**WHAT TO DO**. Convert everything from the line containing "[segment] wall molding" down to the line containing "119L24 117L21 104L0", both included, into a Markdown table with the columns No. and Line. Number each line in order, and leave out any blank lines.

---- RECORD SET

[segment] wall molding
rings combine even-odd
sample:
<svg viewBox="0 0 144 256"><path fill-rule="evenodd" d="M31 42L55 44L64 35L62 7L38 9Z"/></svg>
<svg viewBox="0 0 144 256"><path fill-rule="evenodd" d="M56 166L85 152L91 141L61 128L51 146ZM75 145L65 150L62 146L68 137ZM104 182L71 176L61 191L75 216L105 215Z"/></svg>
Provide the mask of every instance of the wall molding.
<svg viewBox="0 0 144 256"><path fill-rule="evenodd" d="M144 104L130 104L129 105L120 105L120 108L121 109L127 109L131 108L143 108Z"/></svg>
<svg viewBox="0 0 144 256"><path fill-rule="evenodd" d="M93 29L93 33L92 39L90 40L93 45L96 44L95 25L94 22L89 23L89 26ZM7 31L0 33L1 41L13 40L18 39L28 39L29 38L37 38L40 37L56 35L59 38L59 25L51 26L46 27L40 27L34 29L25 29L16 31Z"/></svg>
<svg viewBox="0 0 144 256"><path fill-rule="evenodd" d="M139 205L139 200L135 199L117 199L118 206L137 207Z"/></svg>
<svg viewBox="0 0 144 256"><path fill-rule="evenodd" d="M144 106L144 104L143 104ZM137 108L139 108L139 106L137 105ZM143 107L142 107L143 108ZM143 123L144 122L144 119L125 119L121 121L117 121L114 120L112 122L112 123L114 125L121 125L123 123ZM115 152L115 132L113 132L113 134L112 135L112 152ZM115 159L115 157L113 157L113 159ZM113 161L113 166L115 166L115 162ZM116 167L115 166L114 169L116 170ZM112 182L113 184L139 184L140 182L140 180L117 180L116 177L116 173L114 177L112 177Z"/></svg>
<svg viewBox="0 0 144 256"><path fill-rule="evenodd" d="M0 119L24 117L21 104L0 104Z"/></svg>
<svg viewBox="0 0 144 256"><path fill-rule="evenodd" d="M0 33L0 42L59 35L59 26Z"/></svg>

--------
---- RECORD SET

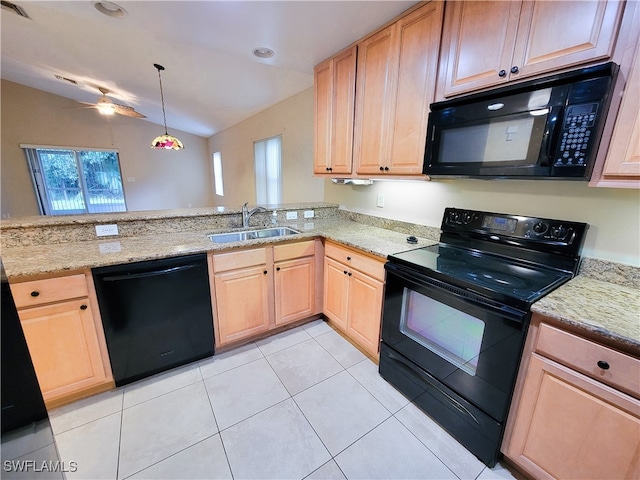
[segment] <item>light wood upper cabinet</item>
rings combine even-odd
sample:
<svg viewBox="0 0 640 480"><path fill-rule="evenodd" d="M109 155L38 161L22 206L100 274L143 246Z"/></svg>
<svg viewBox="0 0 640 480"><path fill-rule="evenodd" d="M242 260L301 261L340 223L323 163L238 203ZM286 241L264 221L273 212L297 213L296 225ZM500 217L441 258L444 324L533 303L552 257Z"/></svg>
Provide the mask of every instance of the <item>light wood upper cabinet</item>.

--------

**REPLY TO THE TASK**.
| No. | Line |
|---|---|
| 1 | [segment] wall molding |
| 2 | rings combine even-odd |
| 3 | sample: |
| 4 | <svg viewBox="0 0 144 256"><path fill-rule="evenodd" d="M31 42L55 44L64 35L62 7L38 9Z"/></svg> |
| 5 | <svg viewBox="0 0 144 256"><path fill-rule="evenodd" d="M56 166L85 152L91 141L61 128L51 146ZM75 145L65 150L62 146L68 137ZM104 182L71 176L61 191L75 216L105 215Z"/></svg> |
| 6 | Provide the mask of every instance of the wall molding. |
| 7 | <svg viewBox="0 0 144 256"><path fill-rule="evenodd" d="M144 104L130 104L129 105L120 105L120 108L121 109L127 109L131 108L143 108Z"/></svg> |
| 8 | <svg viewBox="0 0 144 256"><path fill-rule="evenodd" d="M93 29L93 33L92 39L90 40L93 45L96 44L95 25L94 22L89 23L89 26ZM7 31L0 33L1 41L13 40L18 39L28 39L29 38L37 38L40 37L56 35L59 38L59 25L51 26L46 27L40 27L34 29L25 29L16 31Z"/></svg> |
| 9 | <svg viewBox="0 0 144 256"><path fill-rule="evenodd" d="M139 205L139 200L135 199L117 199L118 206L137 207Z"/></svg> |
| 10 | <svg viewBox="0 0 144 256"><path fill-rule="evenodd" d="M144 106L144 104L143 104ZM137 108L139 108L139 106L137 105ZM143 107L142 107L143 108ZM143 123L144 122L144 119L125 119L121 121L117 121L114 120L112 122L112 123L114 125L121 125L123 123ZM115 152L115 132L113 132L113 134L112 135L112 152ZM115 159L115 157L113 157L113 159ZM113 161L113 166L115 166L115 162ZM116 167L115 166L114 169L116 170ZM112 182L113 184L139 184L140 182L140 180L117 180L116 177L116 173L114 177L112 177Z"/></svg> |
| 11 | <svg viewBox="0 0 144 256"><path fill-rule="evenodd" d="M0 119L24 117L21 104L0 104Z"/></svg> |